• **SET TASK**:
Reproduce word for word the stretch of the correlation-analysis notebook between "for analysin the" and "Member' , 'Height']].corr()", inclusive.

## 1 - SetUp Environment

In [1]:
import numpy as np
import pandas as pd
import pickle

from google.colab import drive
drive.mount('/content/drive')

Mounted at /content/drive


## 2 - Load Dataframe

now we should load the dataframe that we saved in the previous section.

In [2]:
with open('/content/drive/MyDrive/Python/Regression/Assets/df(1.Final).pickle', 'rb') as file:
    df = pickle.load(file)

df.head(3)

Unnamed: 0,Year,Month,Week Day,Duration,Cost,Team Member,Height,Frequency,Signal Strength,Antenna Type,Orientation,Power Supply,Zone
0,2019,3,0,241.0,516773.0,12.0,24.0,Very Low Frequencies (VLF),3,Dielectric,Omni-directional,Solar-powered,North
1,2019,10,2,608.0,954888.0,22.0,42.0,Very Low Frequencies (VLF),3,Dielectric,Circular,Active,Center
2,2019,6,5,772.0,932640.0,14.0,43.0,Very High Frequencies (VHF),3,Printed Circuit Board (PCB),Horizontal,Active,Center


## 3 - Correlation Analysis

for analysin the correlation, we should consider the data type. The target variable is cost that is numerical, and also we have other variables that are numerical and categorical. Based on the correlation rules:
*   Cost ~ Numerical variable : Pearson Correlation
*   Cost ~ Categorical variable : Anova Test

### 3.1 - Pearson Correlation

the numerical variables are (except target):
*   Duration
*   Team Member
*   Height

In [None]:
pearson_cor = df[['Cost' , 'Duration' , 'Team Member' , 'Height']].corr()

• **DATASET**:
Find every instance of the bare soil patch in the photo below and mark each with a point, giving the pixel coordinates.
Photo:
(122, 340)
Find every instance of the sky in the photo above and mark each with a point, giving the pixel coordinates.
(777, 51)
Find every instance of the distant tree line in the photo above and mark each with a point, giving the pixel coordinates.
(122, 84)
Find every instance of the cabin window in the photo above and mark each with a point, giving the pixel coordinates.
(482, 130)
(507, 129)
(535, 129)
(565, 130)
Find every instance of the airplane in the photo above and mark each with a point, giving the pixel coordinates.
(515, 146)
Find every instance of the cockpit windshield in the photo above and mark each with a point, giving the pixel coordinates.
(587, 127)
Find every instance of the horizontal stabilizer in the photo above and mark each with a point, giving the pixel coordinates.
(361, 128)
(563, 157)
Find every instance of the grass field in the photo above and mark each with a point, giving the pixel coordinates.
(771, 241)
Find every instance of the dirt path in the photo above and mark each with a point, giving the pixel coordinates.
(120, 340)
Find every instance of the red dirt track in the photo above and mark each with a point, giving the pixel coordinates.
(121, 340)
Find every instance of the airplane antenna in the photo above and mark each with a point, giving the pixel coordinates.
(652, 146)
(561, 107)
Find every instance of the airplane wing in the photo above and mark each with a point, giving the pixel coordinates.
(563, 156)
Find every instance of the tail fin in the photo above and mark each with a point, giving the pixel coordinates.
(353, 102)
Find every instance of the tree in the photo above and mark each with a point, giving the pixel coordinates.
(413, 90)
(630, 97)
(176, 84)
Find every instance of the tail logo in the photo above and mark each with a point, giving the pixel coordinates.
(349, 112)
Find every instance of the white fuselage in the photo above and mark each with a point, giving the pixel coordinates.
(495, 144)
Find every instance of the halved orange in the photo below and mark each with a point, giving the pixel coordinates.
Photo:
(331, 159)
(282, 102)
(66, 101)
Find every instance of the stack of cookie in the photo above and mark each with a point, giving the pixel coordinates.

• **FINAL ANSWER**:
for analysin the correlation, we should consider the data type. The target variable is cost that is numerical, and also we have other variables that are numerical and categorical. Based on the correlation rules:
*   Cost ~ Numerical variable : Pearson Correlation
*   Cost ~ Categorical variable : Anova Test

### 3.1 - Pearson Correlation

the numerical variables are (except target):
*   Duration
*   Team Member
*   Height

In [None]:
pearson_cor = df[['Cost' , 'Duration' , 'Team Member' , 'Height']].corr()